TASKS AND EXERCISES:
A. Using the bootloader tutorial, answer each question on its own line:
(i) Who initially developed C, and at which lab?
(ii) What does the -Os flag do?
(iii) In test.ld, at what address is the .sig section placed?
B. From the bootloader tutorial, output the text between "What does the" and "generate better code.", inclusive.

-- DOCUMENT TEXT start --

Monday, February 24, 2014

Writing bootloader in C/C++


What is C?

In computing, C is a general-purpose programming language initially developed by Dennis Ritchie between 1969 and 1973 at AT&T Bell Labs.

Why use C? 

A machine dependent language but programs written in C are usually small and fast to execute. The language includes low-level features that are normally available only in assembly or machine language. C is a structured programming language.

Why do I need to write code in C?

Well if you want to write smaller programs and want them to be really fast then go for it.

What do I need to write code in C language?

Well, we will be using GNU C compiler called gcc to write C code.

How to write programs in GCC compiler in C?

Let us write a program to see how it looks like.

Example: test.c

__asm__(".code16\n");
__asm__("jmpl $0x0000, $main\n");

void main() {
}


File: test.ld

ENTRY(main);
SECTIONS
{
     . = 0x7C00;
     .text : AT(0x7C00)
     {
          *(.text);
     }
     .sig : AT(0x7DFE)
     {
          SHORT(0xaa55);
     }
}


How to compile a C program?

On the command prompt type the below:
  • gcc -c -g -Os -march=i686 -ffreestanding -Wall -Werror test.c -o test.o
  • ld -static -Ttest.ld -nostdlib --nmagic -o test.elf test.o
  • objcopy -O binary test.elf test.bin

What does the above commands means to us anyway?

  • gcc -c -g -Os -march=i686 -ffreestanding -Wall -Werror test.c -o test.o
This command converts the given C code into respective object code which is an intermediate code generated by the compiler before converting into machine code.

What does each flag mean?

  • -c: It is used to compile the given source code without linking.
  • -g: Generates debug information to be used by GDB debugger.
  • -Os: optimization for code size
  • -march: Generates code for the specific CPU architecture (in our case i686)
  • -ffreestanding: A freestanding environment is one in which the standard library may not exist, and program startup may not necessarily be at ‘main’.
  • -Wall: Enable all compiler's warning messages. This option should always be used, in order to generate better code.
  • -Werror: Enable warnings being treated as errors
  • test.c: input source file name
  • -o: generate object code
  • test.o: output object code file name.
With all the above combinations of flags to the compiler, we try to generate object code which helps us in identifying errors, warnings and also produce much efficient code for the type of CPU. If you do not specify march=i686 it generates code for the machine type you have or else it on order to port it always better to specify which type of CPU are you targeting for.
  • ld -static -Ttest.ld -nostdlib --nmagic test.elf -o test.o
This is the command to invoke linker from the command prompt and I have explained below what are we trying to do with the linker.

What does each flag mean?

  • -static: Do not link against shared libraries.
  • -Ttest.ld: This feature permits the linker to follow commands from a linker script.
  • -nostdlib: This feature permits the linker to generate code by linking no standard C library startup functions.

-- DOCUMENT TEXT end --
-- COLLECTED DATA start --

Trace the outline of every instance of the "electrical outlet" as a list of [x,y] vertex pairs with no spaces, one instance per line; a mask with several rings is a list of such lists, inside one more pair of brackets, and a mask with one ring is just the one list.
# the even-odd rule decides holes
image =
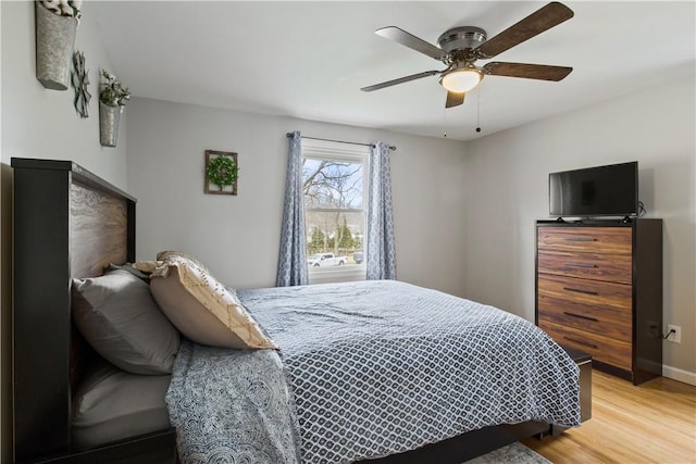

-- COLLECTED DATA end --

SOLVED PROBLEMS:
A.
(i) Dennis Ritchie, at AT&T Bell Labs.
(ii) It optimizes for code size.
(iii) 0x7DFE.

B.
What does the above commands means to us anyway?

  • gcc -c -g -Os -march=i686 -ffreestanding -Wall -Werror test.c -o test.o
This command converts the given C code into respective object code which is an intermediate code generated by the compiler before converting into machine code.

What does each flag mean?

  • -c: It is used to compile the given source code without linking.
  • -g: Generates debug information to be used by GDB debugger.
  • -Os: optimization for code size
  • -march: Generates code for the specific CPU architecture (in our case i686)
  • -ffreestanding: A freestanding environment is one in which the standard library may not exist, and program startup may not necessarily be at ‘main’.
  • -Wall: Enable all compiler's warning messages. This option should always be used, in order to generate better code.